***** Document *****

Thought I was cured... 03 Aug 2010 18:24 #75927

  • KelevShav
Hi everybody out there, I'm new to this great site, I'd like to get my story off my chest and hear any advice....

Long story (16 years long) so I'll be brief:

Started looking at pritzus when I was about 14, eventually began masturbating, got addicted quickly, contsantly struggling. when in high school i would look at women's fashion magazines my Mother had at home, then would get up in the middle of the night and look for pritzus on TV which we still had then. When I started Dorming and coming home for shabbos I'd struggle all week, but usually control myself but on the weekend forget it. My parents got internet when i was about 19 and i would spend hours looking at softcore and somtimes real porn.

I wish I had had someone I felt comfortable confiding in, i thought i was the only frum jew in the world with this problem and felt like a total rasha.

after about 13 years of struggling and alot of ups and downs i finally spoke to a rosh yeshiva i respected, i was specifically scared about marriage because i didnt know whether it would help the prob or not. He gave me alot of chizuk and said that marriage would help alot. after hearing my specifics he felt that i'd be able to beat the yetzer if i was very careful about safeguards in my home. He was right - marriage helped a ton - I had covenant eyes on my computer and a K-9 filter but i removed covenant eyes when i realized that my wife (my accountability partner) didnt really check the emails.  :-[ i felt srong and thought that i didnt need it anymore.

***** Data entries *****

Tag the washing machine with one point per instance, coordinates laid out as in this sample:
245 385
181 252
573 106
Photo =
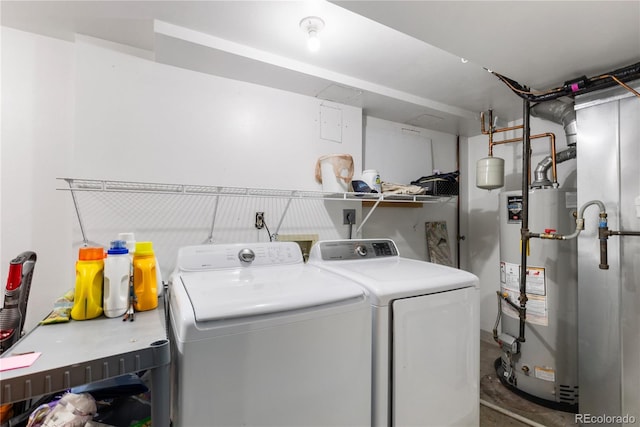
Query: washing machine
426 333
261 339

*****

**Problem set**
(a) Repeat the forum post from "Long story (16" up to and including "somtimes real porn.", swapping "pritzus" for "immodest images".
(b) Do these statements agree with the forum post? Answer yes or no for each and quote the words that decide it. (i) The writer started looking at pritzus at about age 14. (ii) The writer's parents got internet when the writer was about 16. (iii) The writer kept Covenant Eyes on the computer after marrying.
(c) Please write what comes next in the forum post, picking up after its last sentence.

**Task answers**
(a)
Long story (16 years long) so I'll be brief:

Started looking at immodest images when I was about 14, eventually began masturbating, got addicted quickly, contsantly struggling. when in high school i would look at women's fashion magazines my Mother had at home, then would get up in the middle of the night and look for immodest images on TV which we still had then. When I started Dorming and coming home for shabbos I'd struggle all week, but usually control myself but on the weekend forget it. My parents got internet when i was about 19 and i would spend hours looking at softcore and somtimes real porn.

(b)
(i) Yes: "Started looking at pritzus when I was about 14"
(ii) No: "My parents got internet when i was about 19"
(iii) No: "i removed covenant eyes when i realized that my wife (my accountability partner) didnt really check the emails"

(c)
I almost was nichshal at one point about 1 1/2 after i got married after getting around some safeguards, and looked at some pritzus on my computer but became so disgusted with myself that i cried to the RBSH"O and was misgaber. I then got a job for a large non-frum company where obviously the standards of dress were not exactly healthy for me, nevertheless i was able to overcome my yetzer the entire 10 months i worked there.

I then left the company (it was a temporary project) and have been idle for 2 months (not recommended if you can avoid it) and am now struggling back and forth with the urge to look at pritzus on my computer I've been nichshal in Reios Assuros 3 times but so far have been able to stop myself - my wife is out at work for today and today again I looked at certain pritzus on my computer. the K-9 filter is not effective enough at blocking and I really need to find a way to stop for once and for all...

My DW is 4 months pregnant B"h with our first and I need to be a good husband and father. If I sink back into the abyss of despair I'll never forgive myself. HELP!!!!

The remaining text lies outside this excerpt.